*WHAT TO DO:*
Pull out each line of the records below that contains the word "shirt".

*MATERIAL PROVIDED:*
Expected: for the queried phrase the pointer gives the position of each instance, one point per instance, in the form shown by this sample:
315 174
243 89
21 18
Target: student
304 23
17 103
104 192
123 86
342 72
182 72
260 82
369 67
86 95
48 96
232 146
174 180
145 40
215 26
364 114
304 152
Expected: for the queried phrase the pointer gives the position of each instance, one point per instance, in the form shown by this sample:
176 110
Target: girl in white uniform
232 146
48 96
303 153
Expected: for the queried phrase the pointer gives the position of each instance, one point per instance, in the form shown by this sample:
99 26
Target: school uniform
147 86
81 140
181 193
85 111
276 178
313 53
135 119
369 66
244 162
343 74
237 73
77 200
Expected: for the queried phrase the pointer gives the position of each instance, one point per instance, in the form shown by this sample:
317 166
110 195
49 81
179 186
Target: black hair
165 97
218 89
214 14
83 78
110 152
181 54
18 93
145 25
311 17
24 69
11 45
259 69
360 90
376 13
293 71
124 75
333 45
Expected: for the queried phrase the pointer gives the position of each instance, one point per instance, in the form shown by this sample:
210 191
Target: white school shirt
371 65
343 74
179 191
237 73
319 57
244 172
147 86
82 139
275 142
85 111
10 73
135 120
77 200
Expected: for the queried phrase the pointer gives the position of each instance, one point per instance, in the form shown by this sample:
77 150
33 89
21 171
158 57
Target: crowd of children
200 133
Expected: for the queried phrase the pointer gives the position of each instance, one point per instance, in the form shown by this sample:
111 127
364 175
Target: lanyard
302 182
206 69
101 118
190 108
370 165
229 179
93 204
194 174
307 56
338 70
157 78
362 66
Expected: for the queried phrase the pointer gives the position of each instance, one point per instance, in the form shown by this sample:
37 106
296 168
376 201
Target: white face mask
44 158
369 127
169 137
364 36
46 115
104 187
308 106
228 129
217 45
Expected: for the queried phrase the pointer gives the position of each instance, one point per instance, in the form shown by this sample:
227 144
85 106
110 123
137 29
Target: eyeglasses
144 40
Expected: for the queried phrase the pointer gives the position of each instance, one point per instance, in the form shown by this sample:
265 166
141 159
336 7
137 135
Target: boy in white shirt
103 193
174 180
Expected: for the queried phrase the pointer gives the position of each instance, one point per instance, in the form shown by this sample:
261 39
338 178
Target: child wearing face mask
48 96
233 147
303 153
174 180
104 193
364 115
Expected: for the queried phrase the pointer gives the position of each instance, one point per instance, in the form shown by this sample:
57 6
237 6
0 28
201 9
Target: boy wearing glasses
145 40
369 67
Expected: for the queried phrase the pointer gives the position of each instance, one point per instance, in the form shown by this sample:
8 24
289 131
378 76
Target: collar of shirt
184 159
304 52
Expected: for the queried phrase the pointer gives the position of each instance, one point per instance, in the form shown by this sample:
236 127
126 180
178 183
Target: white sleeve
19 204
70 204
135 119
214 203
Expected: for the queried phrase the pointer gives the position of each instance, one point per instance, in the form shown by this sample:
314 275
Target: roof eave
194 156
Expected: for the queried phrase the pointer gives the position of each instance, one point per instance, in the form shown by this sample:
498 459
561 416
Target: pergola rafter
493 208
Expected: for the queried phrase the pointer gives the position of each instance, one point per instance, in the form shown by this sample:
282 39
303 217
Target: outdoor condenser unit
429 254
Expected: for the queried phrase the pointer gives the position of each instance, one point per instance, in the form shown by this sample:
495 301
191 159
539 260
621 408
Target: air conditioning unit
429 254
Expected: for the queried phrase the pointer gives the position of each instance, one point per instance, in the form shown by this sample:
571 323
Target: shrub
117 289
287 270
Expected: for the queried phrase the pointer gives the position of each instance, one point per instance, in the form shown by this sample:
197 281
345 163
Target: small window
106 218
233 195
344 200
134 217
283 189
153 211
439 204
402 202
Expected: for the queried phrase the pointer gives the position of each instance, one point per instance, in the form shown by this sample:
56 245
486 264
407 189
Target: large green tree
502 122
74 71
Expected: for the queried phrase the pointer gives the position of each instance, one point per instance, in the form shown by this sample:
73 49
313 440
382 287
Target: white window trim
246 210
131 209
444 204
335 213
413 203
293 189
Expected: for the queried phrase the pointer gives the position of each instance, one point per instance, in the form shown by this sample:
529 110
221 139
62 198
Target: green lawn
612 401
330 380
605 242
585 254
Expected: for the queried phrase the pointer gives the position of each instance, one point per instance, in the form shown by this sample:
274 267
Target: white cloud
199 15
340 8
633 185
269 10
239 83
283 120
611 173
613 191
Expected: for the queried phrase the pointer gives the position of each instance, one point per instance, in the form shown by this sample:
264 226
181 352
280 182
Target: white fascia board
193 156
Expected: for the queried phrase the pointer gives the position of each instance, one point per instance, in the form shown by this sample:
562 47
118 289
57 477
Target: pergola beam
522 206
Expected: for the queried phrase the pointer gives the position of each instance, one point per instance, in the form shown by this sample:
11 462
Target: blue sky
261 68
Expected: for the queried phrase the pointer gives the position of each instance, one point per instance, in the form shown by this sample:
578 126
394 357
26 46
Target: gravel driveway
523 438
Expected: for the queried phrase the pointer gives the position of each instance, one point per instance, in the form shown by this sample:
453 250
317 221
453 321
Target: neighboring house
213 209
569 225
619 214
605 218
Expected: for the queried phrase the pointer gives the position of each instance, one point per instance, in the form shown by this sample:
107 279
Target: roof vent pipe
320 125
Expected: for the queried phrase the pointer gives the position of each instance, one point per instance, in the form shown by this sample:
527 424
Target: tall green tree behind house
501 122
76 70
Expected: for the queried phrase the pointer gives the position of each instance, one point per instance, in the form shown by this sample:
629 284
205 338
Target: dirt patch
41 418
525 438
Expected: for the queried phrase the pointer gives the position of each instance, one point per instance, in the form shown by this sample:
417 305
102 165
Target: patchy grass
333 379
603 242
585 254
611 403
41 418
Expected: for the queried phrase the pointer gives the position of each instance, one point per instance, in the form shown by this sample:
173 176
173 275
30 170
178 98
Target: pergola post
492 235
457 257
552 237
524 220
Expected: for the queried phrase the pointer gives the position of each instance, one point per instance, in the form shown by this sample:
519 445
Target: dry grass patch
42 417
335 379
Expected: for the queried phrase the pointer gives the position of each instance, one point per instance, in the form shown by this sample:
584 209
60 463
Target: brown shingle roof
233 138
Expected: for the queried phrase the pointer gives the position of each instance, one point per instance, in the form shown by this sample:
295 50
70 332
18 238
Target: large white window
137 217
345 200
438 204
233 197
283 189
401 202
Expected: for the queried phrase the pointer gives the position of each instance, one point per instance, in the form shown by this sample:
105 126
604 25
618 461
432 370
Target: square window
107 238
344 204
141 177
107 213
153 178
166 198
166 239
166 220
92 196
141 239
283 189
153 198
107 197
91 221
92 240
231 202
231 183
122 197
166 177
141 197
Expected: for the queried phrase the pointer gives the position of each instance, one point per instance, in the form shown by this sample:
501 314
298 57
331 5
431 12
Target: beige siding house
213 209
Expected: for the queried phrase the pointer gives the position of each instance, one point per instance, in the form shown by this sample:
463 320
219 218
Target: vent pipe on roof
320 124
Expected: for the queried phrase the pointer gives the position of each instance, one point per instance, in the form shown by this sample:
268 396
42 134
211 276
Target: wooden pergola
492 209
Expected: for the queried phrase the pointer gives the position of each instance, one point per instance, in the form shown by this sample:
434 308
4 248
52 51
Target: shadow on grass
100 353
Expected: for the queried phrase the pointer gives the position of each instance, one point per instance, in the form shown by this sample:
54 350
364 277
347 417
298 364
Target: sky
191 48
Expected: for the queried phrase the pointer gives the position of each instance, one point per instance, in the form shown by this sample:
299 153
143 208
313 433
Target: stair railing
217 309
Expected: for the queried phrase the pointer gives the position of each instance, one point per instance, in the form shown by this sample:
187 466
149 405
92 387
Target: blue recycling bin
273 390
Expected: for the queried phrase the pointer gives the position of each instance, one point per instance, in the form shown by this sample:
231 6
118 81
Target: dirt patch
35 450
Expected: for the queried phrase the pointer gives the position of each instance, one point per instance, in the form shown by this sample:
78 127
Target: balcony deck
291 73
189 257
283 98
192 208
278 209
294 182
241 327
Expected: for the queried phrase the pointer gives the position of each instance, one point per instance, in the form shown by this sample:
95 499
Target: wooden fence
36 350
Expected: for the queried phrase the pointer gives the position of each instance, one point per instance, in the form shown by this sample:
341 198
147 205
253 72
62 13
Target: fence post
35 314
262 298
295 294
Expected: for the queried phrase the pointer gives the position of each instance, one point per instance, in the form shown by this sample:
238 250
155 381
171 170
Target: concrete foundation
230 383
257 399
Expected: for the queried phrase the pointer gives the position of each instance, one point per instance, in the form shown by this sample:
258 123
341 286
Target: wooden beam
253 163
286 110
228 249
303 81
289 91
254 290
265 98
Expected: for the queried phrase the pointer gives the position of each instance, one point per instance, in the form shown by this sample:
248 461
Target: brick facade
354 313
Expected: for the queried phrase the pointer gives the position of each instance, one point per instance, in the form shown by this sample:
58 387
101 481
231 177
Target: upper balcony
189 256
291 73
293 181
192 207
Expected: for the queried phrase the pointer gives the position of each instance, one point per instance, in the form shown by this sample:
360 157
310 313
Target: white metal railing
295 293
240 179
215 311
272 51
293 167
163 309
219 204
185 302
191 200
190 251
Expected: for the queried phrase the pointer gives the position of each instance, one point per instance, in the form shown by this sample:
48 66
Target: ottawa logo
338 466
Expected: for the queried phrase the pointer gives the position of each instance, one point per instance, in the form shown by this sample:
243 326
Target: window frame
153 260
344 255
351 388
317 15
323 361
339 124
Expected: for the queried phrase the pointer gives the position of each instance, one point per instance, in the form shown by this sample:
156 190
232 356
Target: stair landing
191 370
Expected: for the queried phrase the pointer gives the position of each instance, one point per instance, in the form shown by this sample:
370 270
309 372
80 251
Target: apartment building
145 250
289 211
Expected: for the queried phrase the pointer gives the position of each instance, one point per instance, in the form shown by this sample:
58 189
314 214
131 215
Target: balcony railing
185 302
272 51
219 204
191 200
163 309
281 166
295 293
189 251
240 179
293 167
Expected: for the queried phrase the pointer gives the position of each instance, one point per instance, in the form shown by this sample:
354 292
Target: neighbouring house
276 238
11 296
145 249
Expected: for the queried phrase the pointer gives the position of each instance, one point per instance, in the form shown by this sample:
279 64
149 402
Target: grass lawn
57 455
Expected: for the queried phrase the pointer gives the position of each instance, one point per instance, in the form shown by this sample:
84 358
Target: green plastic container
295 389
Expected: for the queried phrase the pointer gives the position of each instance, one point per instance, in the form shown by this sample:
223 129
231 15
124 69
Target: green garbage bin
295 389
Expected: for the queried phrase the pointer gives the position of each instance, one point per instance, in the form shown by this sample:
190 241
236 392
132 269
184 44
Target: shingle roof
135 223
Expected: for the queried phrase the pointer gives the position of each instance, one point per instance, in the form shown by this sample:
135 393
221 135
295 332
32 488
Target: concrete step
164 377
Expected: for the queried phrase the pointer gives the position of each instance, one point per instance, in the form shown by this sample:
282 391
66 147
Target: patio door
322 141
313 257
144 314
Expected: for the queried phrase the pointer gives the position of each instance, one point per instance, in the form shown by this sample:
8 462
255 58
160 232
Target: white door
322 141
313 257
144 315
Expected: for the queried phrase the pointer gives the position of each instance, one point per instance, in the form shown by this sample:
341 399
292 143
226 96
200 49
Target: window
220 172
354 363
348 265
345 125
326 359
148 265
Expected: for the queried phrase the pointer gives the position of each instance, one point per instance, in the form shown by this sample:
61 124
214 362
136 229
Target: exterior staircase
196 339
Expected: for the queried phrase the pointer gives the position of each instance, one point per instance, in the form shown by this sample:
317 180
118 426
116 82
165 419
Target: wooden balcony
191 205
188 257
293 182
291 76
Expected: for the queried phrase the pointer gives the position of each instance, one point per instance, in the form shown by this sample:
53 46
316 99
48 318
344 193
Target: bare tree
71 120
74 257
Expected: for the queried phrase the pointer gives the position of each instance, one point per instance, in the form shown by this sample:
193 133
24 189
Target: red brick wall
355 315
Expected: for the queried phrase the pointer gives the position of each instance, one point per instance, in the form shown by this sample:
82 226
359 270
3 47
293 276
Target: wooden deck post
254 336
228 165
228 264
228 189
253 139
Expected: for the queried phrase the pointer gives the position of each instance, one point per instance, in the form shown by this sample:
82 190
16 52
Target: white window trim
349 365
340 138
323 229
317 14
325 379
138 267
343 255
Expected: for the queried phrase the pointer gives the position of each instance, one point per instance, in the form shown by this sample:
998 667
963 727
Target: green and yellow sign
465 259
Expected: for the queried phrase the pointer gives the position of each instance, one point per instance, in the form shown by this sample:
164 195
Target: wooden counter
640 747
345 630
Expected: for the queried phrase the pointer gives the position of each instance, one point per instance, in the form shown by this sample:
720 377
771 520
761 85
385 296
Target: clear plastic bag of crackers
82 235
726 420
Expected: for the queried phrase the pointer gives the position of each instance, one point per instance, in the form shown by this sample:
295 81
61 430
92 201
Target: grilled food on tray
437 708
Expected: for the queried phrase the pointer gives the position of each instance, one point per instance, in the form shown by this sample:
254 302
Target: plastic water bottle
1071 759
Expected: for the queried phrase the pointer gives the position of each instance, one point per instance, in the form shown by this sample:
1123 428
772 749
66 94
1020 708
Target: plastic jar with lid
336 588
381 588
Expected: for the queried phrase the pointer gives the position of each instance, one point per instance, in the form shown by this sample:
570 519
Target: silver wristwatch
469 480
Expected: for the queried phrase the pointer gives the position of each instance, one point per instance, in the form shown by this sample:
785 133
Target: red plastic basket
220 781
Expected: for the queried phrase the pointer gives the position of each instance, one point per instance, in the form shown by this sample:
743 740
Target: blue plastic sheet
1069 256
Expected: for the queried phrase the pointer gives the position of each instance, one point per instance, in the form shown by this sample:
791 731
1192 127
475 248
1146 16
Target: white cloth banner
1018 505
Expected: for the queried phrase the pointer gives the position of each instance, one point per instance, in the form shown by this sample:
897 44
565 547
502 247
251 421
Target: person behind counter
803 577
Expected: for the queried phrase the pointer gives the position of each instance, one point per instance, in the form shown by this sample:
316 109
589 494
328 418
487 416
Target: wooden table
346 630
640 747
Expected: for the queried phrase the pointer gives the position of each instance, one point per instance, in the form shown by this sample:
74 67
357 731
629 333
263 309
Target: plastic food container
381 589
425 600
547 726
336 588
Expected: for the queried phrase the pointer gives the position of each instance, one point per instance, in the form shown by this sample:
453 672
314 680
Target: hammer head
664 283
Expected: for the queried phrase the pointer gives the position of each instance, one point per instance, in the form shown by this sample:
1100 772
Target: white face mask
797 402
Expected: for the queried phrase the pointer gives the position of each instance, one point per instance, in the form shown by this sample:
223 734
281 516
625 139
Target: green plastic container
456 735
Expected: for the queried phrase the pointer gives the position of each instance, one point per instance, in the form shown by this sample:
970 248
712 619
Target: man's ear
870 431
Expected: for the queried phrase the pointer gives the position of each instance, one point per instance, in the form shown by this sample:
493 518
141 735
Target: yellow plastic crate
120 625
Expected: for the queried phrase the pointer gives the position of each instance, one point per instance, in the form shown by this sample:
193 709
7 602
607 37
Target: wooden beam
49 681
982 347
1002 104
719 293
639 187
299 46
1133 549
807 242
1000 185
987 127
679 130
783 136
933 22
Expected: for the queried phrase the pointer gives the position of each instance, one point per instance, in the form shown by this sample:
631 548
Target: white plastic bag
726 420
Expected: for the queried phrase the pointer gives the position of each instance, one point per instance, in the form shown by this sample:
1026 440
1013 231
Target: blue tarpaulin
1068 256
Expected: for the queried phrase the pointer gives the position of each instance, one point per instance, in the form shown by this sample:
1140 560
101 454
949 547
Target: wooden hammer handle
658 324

*EXPECTED OUTPUT:*
Target: white school shirt
Target: boy in white shirt
Target: collar of shirt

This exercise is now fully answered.